Если образ "демиурга" ("сотрудника") предельно ясен, то образ "матери" ("сопереживающей") еще требует достройки. От абсолютизации женского начала Город надежно застрахован, но есть реальная опасность впадения как в ницшеанское "женщина предназначена для отдохновения воина", так и в идеал "боевой подруги" из "Морального кодекса строителя коммунизма". Несколько ближе к истине мы оказываемся, "танцуя" от психологического типа прогрессора: интуитивного логика, которому для полноценного творчества необходим эмоционально развитый дуал, способный к тому же и сдерживать некоторые его неизбежные "заскоки". И, наконец, материнский идеал Города (в отличие от материнского идеала этносубстрата) должен быть не столько "поддерживающим", сколько благословляющим на самопреодоление ("люблю вас, ибо желаете вы гибели своей" = "там Михаил Архистратиг его зачислил в рать свою").

Если бы у нас на руках было одно это описание, образ казался бы синтетическим. Существование Анны Ахматовой снимает всякие сомнения в его реальной возможности. Существование Зои Ященко снимает всякие подозрения в том, что эти черты чисто ахматовские, а не архетипные.

С программного и начнем - то есть с "Голубой стрелы".

Твой игрушечный поезд летит под откос,
Только это уже почему-то всерьез.

Оловянный солдатик на фланге стола,
Ты почти окружен, плохи ваши дела.
Перевяжет сестра рассеченную бровь,
Только это уже настоящая кровь.

Первая по-настоящему страшная катастрофа на пути ребенка - рождение. Первое, с чем сталкивается "уралец" (обитатель нижних этажей) при восхождении - крушение сказки, подстроенного "под него" и "от него" представления о реальности. Глеб Самойлов кричал об этом: "Нету больше сказки, мама!" Зоя Ященко вторит ему и дальше, до самой "развилки", где можно выбрать одно из двух, можно пренебречь выбором -

Капитан без корабля -
Слева мертвая земля,
Справа синяя змея,
А прямо не пройти...
(Г.С.)
А по правую руку огни казино,
А по левую руку сгоревшая рожь.
Если прямо пойдешь - все, что хочешь, найдешь,
Только это и есть настоящая ложь.
(З.Я.)

__ЗАДАНИЕ__. Продублируйте фрагмент исходного текста от слов «Перевяжет сестра рассеченную» до слов «руку сгоревшая рожь.» включительно.

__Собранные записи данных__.
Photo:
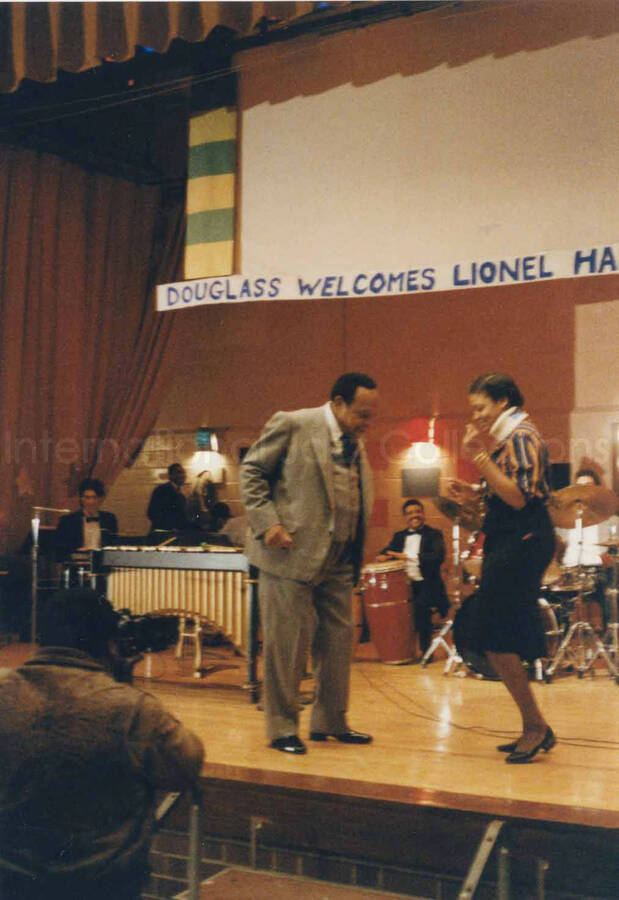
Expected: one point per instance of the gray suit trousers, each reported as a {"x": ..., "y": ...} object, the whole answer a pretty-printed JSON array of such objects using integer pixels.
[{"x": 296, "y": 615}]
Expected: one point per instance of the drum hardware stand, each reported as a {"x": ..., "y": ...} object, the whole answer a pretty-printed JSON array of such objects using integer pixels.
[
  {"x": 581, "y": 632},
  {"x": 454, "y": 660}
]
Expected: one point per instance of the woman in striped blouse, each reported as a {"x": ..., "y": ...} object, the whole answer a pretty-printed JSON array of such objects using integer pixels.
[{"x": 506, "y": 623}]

__РЕШЕНИЕ ЗАДАЧИ__.
Перевяжет сестра рассеченную бровь,
Только это уже настоящая кровь.

Первая по-настоящему страшная катастрофа на пути ребенка - рождение. Первое, с чем сталкивается "уралец" (обитатель нижних этажей) при восхождении - крушение сказки, подстроенного "под него" и "от него" представления о реальности. Глеб Самойлов кричал об этом: "Нету больше сказки, мама!" Зоя Ященко вторит ему и дальше, до самой "развилки", где можно выбрать одно из двух, можно пренебречь выбором -

Капитан без корабля -
Слева мертвая земля,
Справа синяя змея,
А прямо не пройти...
(Г.С.)
А по правую руку огни казино,
А по левую руку сгоревшая рожь.